══ Extracted entries ══

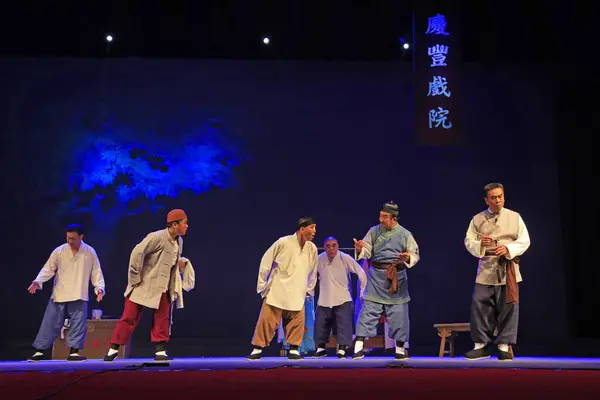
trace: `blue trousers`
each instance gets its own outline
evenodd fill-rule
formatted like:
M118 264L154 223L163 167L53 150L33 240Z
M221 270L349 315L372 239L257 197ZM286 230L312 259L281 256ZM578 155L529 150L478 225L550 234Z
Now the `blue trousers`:
M400 342L408 342L410 333L408 303L381 304L365 300L358 317L356 336L377 336L377 325L382 315L387 317L390 338Z
M67 346L83 349L87 329L87 301L75 300L55 303L52 299L46 306L44 319L33 342L33 348L47 350L58 337L65 319L69 318Z

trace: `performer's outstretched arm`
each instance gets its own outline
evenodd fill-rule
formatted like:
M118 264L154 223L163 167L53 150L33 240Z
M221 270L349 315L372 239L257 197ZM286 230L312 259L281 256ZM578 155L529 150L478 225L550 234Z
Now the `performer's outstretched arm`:
M106 293L104 284L104 274L102 273L102 267L100 266L100 259L98 259L98 254L96 254L95 251L92 251L92 255L94 257L94 264L92 264L90 282L92 283L92 286L94 286L94 293L96 293L96 296L98 296L97 300L100 301Z
M260 267L258 269L258 282L256 283L256 293L262 295L263 297L265 295L264 291L267 288L269 274L271 273L273 263L277 258L280 247L279 241L273 243L260 260Z
M408 261L402 261L408 268L412 268L421 259L419 254L419 245L412 235L409 235L406 239L406 252L409 254Z
M54 250L46 264L42 267L36 278L33 280L34 283L38 285L41 289L45 282L48 282L50 278L54 276L56 270L58 269L58 250Z
M310 297L314 297L315 295L315 286L317 285L317 266L319 265L319 257L317 251L311 255L313 258L312 263L310 265L310 271L308 272L308 286L306 287L306 293Z
M140 243L138 243L131 252L129 258L129 284L131 286L138 285L142 281L142 267L144 266L144 257L146 254L158 250L161 238L159 235L148 234Z
M360 249L360 251L358 251L358 249L356 248L357 243L359 245L362 245L362 248ZM373 251L373 243L371 243L371 231L367 232L367 234L365 235L365 237L362 240L356 241L356 239L355 239L354 258L356 258L357 260L360 260L363 258L369 259L369 258L371 258L372 251Z
M531 240L529 239L529 232L527 231L527 226L525 226L525 222L519 215L519 226L517 233L517 240L512 243L505 244L506 249L508 250L508 254L506 258L512 260L515 257L523 255L531 245Z
M481 245L481 238L475 229L475 223L473 220L471 220L469 228L467 229L467 235L465 236L465 247L473 257L481 258L485 253L485 246Z

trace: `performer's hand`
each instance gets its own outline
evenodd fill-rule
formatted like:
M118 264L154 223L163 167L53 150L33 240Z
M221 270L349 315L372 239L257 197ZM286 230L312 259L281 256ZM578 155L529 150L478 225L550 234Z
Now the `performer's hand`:
M491 246L492 245L492 238L489 236L484 236L481 238L481 244L483 246Z
M31 282L31 285L27 288L27 291L31 294L34 294L38 290L40 290L40 285L37 282Z
M179 272L183 272L183 271L185 271L185 266L187 265L187 260L180 258L179 261L177 262L177 265L179 266Z
M362 251L362 248L365 247L365 242L363 242L362 240L356 240L356 239L352 239L354 240L354 248L356 249L357 253L360 253Z
M496 246L496 248L494 249L494 254L496 254L497 256L507 255L508 254L508 249L503 244L500 245L500 246Z
M409 262L410 261L410 252L405 251L404 253L398 253L398 257L404 262Z

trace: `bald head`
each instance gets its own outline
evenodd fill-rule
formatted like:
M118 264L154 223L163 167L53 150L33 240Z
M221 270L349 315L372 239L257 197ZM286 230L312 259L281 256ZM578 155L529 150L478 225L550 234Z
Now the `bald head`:
M325 248L325 253L327 253L327 257L329 257L330 260L332 260L333 257L337 255L339 250L338 241L333 236L328 236L327 238L325 238L323 247Z

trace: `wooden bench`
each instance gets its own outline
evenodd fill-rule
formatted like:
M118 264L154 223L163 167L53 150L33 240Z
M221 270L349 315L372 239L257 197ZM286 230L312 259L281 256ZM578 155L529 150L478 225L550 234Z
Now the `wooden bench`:
M458 332L470 332L471 324L469 323L457 323L457 324L435 324L433 325L438 331L438 336L441 338L440 341L440 358L444 357L444 354L449 354L450 357L454 357L454 339L458 335ZM498 330L494 329L494 336L498 334ZM446 343L448 343L449 349L446 350ZM508 352L514 357L512 346L508 346Z

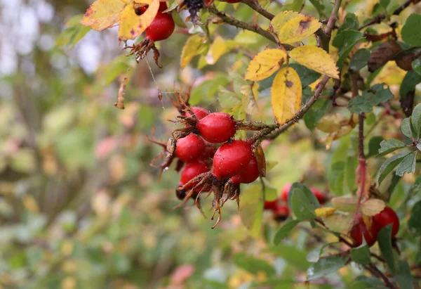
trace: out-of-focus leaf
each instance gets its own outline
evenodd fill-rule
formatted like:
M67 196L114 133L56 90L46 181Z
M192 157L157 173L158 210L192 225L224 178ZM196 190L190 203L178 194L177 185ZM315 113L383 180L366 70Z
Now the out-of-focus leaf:
M282 68L275 77L271 89L272 109L279 124L292 119L300 110L302 96L301 81L295 70Z
M297 226L301 221L300 220L293 220L291 219L288 219L283 223L283 225L281 227L279 230L275 234L275 237L274 238L274 244L278 245L283 238L288 237L291 231Z
M406 145L394 139L389 139L387 141L382 141L380 143L380 148L379 148L379 153L380 155L387 155L396 150L399 148L405 148Z
M248 64L246 79L259 81L276 72L286 59L286 53L281 49L266 49L259 53Z
M290 51L289 56L306 68L333 78L339 78L339 72L335 61L321 48L304 45Z
M410 153L404 152L397 155L392 156L387 159L383 165L380 167L377 174L377 182L380 185L385 178L389 174L390 172L393 170L399 163L403 160L403 158L409 155Z
M421 15L413 13L406 18L402 27L402 39L413 46L421 46Z
M371 254L370 253L370 248L363 238L363 243L359 247L351 248L350 253L352 261L361 265L368 265L370 264Z
M253 274L263 271L266 273L267 276L271 276L275 275L276 273L274 266L266 261L247 255L244 253L235 255L234 256L234 262L239 267Z
M421 236L421 201L413 207L408 226L414 234Z
M393 256L393 248L392 248L392 224L389 224L380 230L377 235L377 241L382 256L386 260L390 271L396 273L395 261Z
M338 67L342 65L355 44L363 39L363 35L357 30L345 30L333 39L332 45L339 49L339 59L336 63Z
M417 152L408 154L401 162L396 168L396 174L399 176L403 176L404 173L415 173Z
M346 261L346 258L337 256L320 259L307 269L307 279L308 281L316 280L335 273L344 266Z

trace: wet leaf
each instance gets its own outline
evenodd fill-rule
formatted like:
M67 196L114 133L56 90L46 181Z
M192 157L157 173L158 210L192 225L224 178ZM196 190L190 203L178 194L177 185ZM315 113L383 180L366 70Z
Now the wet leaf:
M335 61L322 49L311 45L304 45L290 51L289 56L306 68L330 77L339 78L339 72Z
M246 79L259 81L269 77L278 70L286 59L286 53L281 49L266 49L250 62Z
M271 98L274 115L279 124L292 119L301 106L300 77L291 68L281 69L274 80Z
M98 31L107 29L119 20L126 6L121 0L97 0L88 8L81 24Z

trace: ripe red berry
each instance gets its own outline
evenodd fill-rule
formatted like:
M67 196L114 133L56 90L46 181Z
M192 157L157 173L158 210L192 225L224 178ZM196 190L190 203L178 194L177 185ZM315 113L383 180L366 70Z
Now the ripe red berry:
M175 24L171 14L159 12L150 25L146 28L146 37L154 41L166 39L171 36L175 27Z
M323 204L326 202L326 197L325 195L325 194L320 191L319 188L314 188L314 187L310 187L310 190L312 191L312 192L313 193L313 194L316 196L316 198L317 198L317 200L319 201L319 203L320 203L321 204Z
M264 210L274 210L279 202L279 199L275 200L265 200L265 205L263 206Z
M281 198L286 202L288 202L288 194L289 193L289 190L291 188L291 186L293 184L291 183L286 184L282 188L282 192L281 193Z
M277 204L272 212L274 213L274 218L276 221L285 221L290 214L288 206L281 204Z
M355 241L356 247L363 243L363 236L368 246L371 247L374 245L377 240L377 231L375 225L373 224L370 230L368 230L363 221L361 214L357 217L356 223L354 224L349 234Z
M203 108L199 108L199 106L194 106L192 108L192 110L193 110L193 113L196 116L198 120L201 120L206 115L208 115L210 112L208 110L206 110ZM191 115L189 113L186 113L186 116L189 117Z
M224 143L215 153L212 173L218 179L234 176L246 167L252 156L251 146L246 141Z
M196 129L205 140L212 143L225 143L236 131L232 117L223 113L208 115L197 122Z
M373 222L376 225L378 231L384 226L392 224L392 238L394 238L399 231L399 218L390 207L385 207L382 212L373 216Z
M236 174L231 178L231 181L234 185L240 184L250 184L255 181L260 175L259 167L258 166L258 160L253 155L251 160L246 165L239 174Z
M208 171L209 171L208 165L204 162L197 162L188 163L181 172L181 178L180 179L180 184L181 186L184 186L193 178L199 176L200 174L203 174ZM189 185L187 188L185 188L185 189L191 189L192 188L193 188L193 186L194 186L196 184ZM200 191L200 189L199 191Z
M194 134L190 134L177 141L175 155L183 162L197 160L205 149L203 139Z

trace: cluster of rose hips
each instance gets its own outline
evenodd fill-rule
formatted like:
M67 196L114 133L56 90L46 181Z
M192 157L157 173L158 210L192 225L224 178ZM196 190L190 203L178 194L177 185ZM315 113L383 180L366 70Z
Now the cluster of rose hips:
M140 15L147 8L148 6L136 7L135 8L135 12L137 15ZM143 59L147 52L152 49L154 51L155 63L158 66L161 67L158 64L159 51L155 46L155 41L165 40L171 36L175 27L175 23L174 23L173 16L171 16L171 13L163 13L167 8L166 2L160 2L156 15L151 24L146 28L146 38L138 44L126 47L126 49L131 49L131 54L135 54L136 61Z
M238 129L247 129L243 121L185 104L178 108L178 122L184 127L173 132L161 168L166 169L178 159L175 169L181 171L181 176L175 193L182 203L193 198L201 209L200 195L213 193L212 219L216 212L219 214L216 226L223 204L228 200L239 203L240 184L250 184L261 175L259 157L253 153L253 141L234 139Z
M399 230L399 219L395 211L389 207L373 217L363 218L361 214L357 215L355 224L349 231L354 240L354 245L359 246L363 243L363 236L367 245L372 246L377 240L377 234L387 225L392 224L392 238L394 239Z
M288 207L288 195L291 188L292 184L286 184L282 188L281 195L274 200L265 202L263 208L272 212L274 219L278 221L285 221L290 216L290 210ZM328 198L322 191L316 188L310 187L310 191L319 200L320 204L324 204Z

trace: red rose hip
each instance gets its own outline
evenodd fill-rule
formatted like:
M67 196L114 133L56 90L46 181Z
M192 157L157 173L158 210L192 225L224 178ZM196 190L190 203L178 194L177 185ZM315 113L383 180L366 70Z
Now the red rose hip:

═══

Goal =>
Write out the data exactly, starting at the beginning and going on through the line with "M481 245L481 238L475", including that final line. Leave the pictures out of your answer.

Final result =>
trace: `blue trousers`
each instance gets its own outline
evenodd fill-rule
formatted like:
M118 264L154 223L163 167L53 150L33 240Z
M221 270L349 315L372 239L257 197ZM286 230L312 259L281 256ZM578 155L529 150L478 225L550 234Z
Now the `blue trousers`:
M400 342L408 342L410 333L408 303L381 304L365 300L358 317L356 336L377 336L377 325L382 315L387 317L390 338Z
M67 346L83 349L87 329L87 301L75 300L55 303L52 299L46 306L44 319L33 342L33 348L47 350L58 337L65 319L69 318Z

trace: `performer's outstretched arm`
each instance gets its own outline
evenodd fill-rule
formatted like:
M118 264L154 223L163 167L53 150L33 240Z
M221 270L349 315L372 239L257 197ZM286 230L312 259L281 256ZM578 155L529 150L478 225L550 234Z
Now the `performer's outstretched arm`:
M106 293L104 284L104 274L102 273L102 267L100 266L100 259L98 259L98 254L96 254L95 251L92 251L92 255L94 257L94 264L92 264L90 282L92 283L92 286L94 286L94 293L96 293L96 296L98 296L97 300L100 301Z
M260 267L258 269L258 282L256 283L256 293L262 295L263 297L265 295L264 291L267 288L269 274L271 273L273 263L277 258L280 247L279 241L273 243L260 260Z
M408 261L402 261L408 268L412 268L421 259L419 254L419 245L412 235L409 235L406 239L406 252L409 254Z
M54 250L46 264L42 267L36 278L33 280L34 283L38 285L41 289L45 282L48 282L50 278L54 276L56 270L58 269L58 250Z
M310 297L314 297L315 295L315 286L317 285L317 266L319 265L319 257L317 251L311 255L313 258L312 263L310 265L310 271L308 272L308 286L306 287L306 293Z
M140 243L138 243L131 252L129 258L129 284L131 286L138 285L142 281L142 267L144 266L144 257L146 254L158 250L161 238L159 235L148 234Z
M360 249L360 251L358 251L358 249L356 248L357 243L359 245L362 245L362 248ZM373 251L373 243L371 243L371 231L367 232L367 234L365 235L365 237L362 240L356 241L356 239L355 239L354 258L356 258L357 260L360 260L363 258L369 259L369 258L371 258L372 251Z
M531 240L529 239L529 232L527 231L527 226L525 226L525 222L519 215L519 226L517 233L517 240L512 243L505 244L506 249L508 250L508 254L506 258L512 260L515 257L523 255L531 245Z
M481 245L481 238L475 229L475 223L473 220L471 220L469 228L467 229L467 235L465 236L465 247L473 257L481 258L485 253L485 246Z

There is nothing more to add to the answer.